**Exercise text**
━━━━━━━━━━━━━━━━━━━━━━━━━━━━━━

June 15, 2024

When will we travel again?

Mike McCormick, Co-Founder and CEO of global campaign group Travel Again, tries to answer the million dollar question

One thing is certain: we will travel again. But how long the recovery takes depends greatly on our ability to restore traveller confidence. Right now, we still face a significant uphill battle when it comes to this. As vaccines become widely available and domestic travel restrictions loosen, we are starting to see an uptick in travel after a devastating year, but there is still a long way to go. The latest Travel Again monthly Traveller Confidence Index revealed only 19% of business travellers and 15% of leisure travellers are fully ready to travel.

The industry is making strides toward coming together and driving consensus around uniform policies to safely resume travel. Travel Again recently held a global ‘roundtable’ meeting, bringing together a coalition of 19 major trade organisations from the global travel industry with their eyes set on a greater purpose. Senior leaders from these industry groups focused their efforts on accelerating the recovery of the travel industry. The objective is to further align behind common messaging and industry standards that are developed in collaboration with medical experts and policymakers around the world.

━━━━━━━━━━━━━━━━━━━━━━━━━━━━━━

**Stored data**
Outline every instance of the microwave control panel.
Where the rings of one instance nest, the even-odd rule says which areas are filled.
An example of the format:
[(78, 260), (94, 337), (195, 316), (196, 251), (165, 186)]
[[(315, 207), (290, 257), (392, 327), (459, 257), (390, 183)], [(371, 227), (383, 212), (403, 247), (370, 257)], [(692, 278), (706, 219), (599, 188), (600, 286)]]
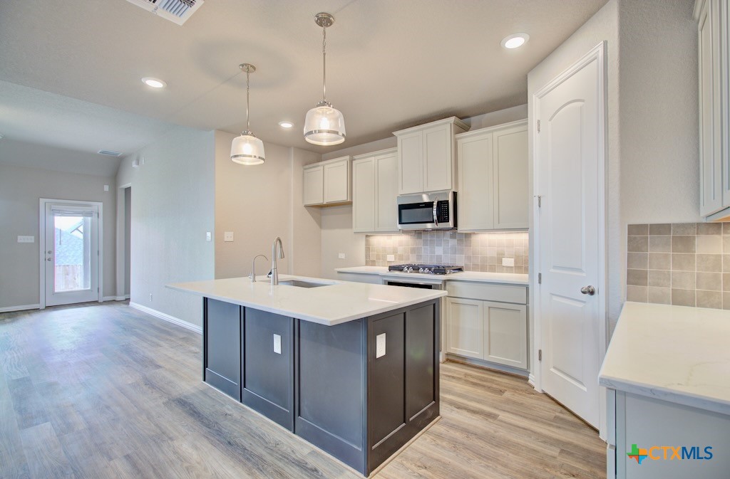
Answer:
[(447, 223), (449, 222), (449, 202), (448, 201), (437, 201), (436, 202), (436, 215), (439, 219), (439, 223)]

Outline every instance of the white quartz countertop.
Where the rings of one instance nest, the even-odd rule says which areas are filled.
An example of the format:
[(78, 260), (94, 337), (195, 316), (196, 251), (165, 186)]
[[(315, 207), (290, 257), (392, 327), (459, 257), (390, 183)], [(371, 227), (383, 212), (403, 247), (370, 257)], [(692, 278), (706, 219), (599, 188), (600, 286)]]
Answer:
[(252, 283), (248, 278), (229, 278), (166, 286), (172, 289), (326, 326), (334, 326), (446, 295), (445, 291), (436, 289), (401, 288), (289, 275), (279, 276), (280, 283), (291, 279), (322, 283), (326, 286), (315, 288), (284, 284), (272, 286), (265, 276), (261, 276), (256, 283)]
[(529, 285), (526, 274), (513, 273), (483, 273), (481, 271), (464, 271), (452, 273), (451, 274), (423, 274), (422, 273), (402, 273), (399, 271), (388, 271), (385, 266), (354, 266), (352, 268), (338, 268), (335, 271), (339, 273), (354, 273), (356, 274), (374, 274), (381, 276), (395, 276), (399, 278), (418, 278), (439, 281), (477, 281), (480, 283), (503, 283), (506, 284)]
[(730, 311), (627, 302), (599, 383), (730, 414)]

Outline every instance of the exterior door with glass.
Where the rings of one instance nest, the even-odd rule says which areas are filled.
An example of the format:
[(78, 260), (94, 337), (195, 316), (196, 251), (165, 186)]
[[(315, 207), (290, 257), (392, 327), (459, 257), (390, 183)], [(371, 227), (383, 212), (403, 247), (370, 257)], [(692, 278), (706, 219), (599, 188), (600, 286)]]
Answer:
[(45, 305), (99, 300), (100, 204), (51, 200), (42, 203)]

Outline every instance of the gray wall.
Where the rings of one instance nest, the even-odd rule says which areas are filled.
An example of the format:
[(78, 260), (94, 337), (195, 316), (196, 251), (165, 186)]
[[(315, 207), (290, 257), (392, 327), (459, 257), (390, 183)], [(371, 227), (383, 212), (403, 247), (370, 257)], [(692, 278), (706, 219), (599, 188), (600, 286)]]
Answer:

━━━━━━━━━━━━━━━━━━━━━━━━━━━━━━

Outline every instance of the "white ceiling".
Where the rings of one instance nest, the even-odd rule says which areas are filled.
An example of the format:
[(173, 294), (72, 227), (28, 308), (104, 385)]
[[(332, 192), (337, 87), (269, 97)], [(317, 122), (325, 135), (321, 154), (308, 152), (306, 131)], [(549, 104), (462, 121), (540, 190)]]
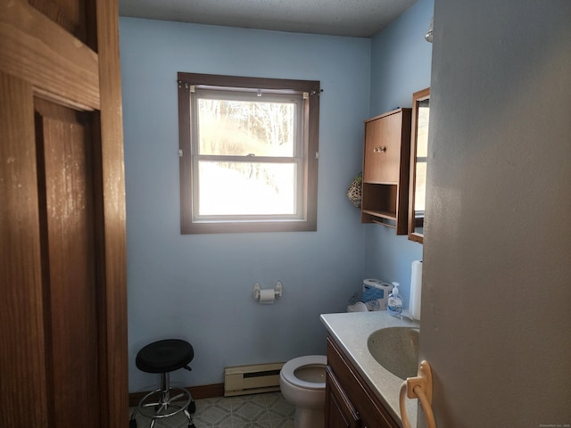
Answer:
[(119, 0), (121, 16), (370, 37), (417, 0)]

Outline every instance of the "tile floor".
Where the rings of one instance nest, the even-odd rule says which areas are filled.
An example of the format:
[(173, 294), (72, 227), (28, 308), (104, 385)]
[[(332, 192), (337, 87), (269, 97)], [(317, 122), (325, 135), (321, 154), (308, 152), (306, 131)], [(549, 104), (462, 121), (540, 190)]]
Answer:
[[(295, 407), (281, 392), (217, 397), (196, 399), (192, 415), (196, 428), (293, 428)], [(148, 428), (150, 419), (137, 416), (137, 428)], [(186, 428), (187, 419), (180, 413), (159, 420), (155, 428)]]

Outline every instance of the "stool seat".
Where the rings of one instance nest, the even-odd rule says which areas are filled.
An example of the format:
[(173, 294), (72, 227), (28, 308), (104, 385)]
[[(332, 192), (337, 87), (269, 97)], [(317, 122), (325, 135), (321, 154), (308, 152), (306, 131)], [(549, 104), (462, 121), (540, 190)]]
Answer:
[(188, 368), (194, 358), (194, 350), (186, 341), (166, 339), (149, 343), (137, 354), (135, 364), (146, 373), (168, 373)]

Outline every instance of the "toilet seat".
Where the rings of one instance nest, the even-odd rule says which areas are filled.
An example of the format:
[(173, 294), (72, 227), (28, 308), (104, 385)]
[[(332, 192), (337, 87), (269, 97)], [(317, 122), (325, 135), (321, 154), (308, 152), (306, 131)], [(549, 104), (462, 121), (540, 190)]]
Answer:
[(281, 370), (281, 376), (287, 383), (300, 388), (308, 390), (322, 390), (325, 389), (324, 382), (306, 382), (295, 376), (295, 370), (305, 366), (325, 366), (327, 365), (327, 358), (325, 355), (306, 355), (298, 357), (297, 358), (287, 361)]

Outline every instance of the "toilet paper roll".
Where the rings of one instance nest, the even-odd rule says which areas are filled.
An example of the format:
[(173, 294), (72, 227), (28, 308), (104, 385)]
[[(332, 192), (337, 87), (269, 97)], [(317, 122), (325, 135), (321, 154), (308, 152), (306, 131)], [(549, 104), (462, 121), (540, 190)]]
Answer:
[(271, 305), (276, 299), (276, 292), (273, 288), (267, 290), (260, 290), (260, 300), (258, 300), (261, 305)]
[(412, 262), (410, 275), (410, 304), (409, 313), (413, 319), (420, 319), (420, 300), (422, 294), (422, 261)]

━━━━━━━━━━━━━━━━━━━━━━━━━━━━━━

**Activities**
A - List every number that appears in the two body paragraphs of the travel recovery article, each with what it counts.
B - According to the travel recovery article, what positions does Mike McCormick hold at Travel Again?
C - Pick up the travel recovery article after its final sentence and continue writing it.

**Outputs for the tasks**
A -
19%: business travelers fully ready to travel
15%: leisure travelers fully ready to travel
19: major trade organizations in the roundtable coalition

B - He is Co-Founder and CEO of Travel Again.

C -
The next step is to develop recommendations that will truly move global travel toward full recovery. This includes clearly defined positions on such topics as testing requirements, digital health passes and phasing out the use of quarantines. Our goal is to have a roadmap in place by May 1, 2021 that will allow for the safe reopening of international travel.

This milestone date and the key required components were outlined in an industry letter that a broad coalition of travel organisations (with full support from Travel Again) signed. We urged the U.S. government to partner with the travel industry to develop a risk-based, data-driven roadmap to rescind inbound international travel restrictions. This approach can be adapted to encourage similar efforts in additional markets globally. 

Key challenges

The biggest hurdle we face comes back to the fact that we have been in an unprecedented mode of uncertainty for the past year. Unfortunately, public health experts and policymakers largely view travel as coming with an on/off switch. Travel is either allowed or not permitted – yet there aren’t measures in place to communicate about how we can safely reopen in stages, especially when it comes to international travel. This makes it incredibly confusing for travel suppliers and travellers alike and ultimately undermines confidence with both business and leisure travellers.

We have seen examples of clear guidance providing an immediate boost to confidence. During their first days in office, the Biden Administration implemented a travel ‘mask mandate’, which immediately allowed travel suppliers to simply follow a clear, federal policy instead of having to create and enforce their own rules. Our survey data showed the mandate received a 91% traveller confidence approval rating, demonstrating the power of instituting consistent policies that travellers understand. This specific policy also allows front-line travel staff to be more effective in their role in keeping the public safe while travelling.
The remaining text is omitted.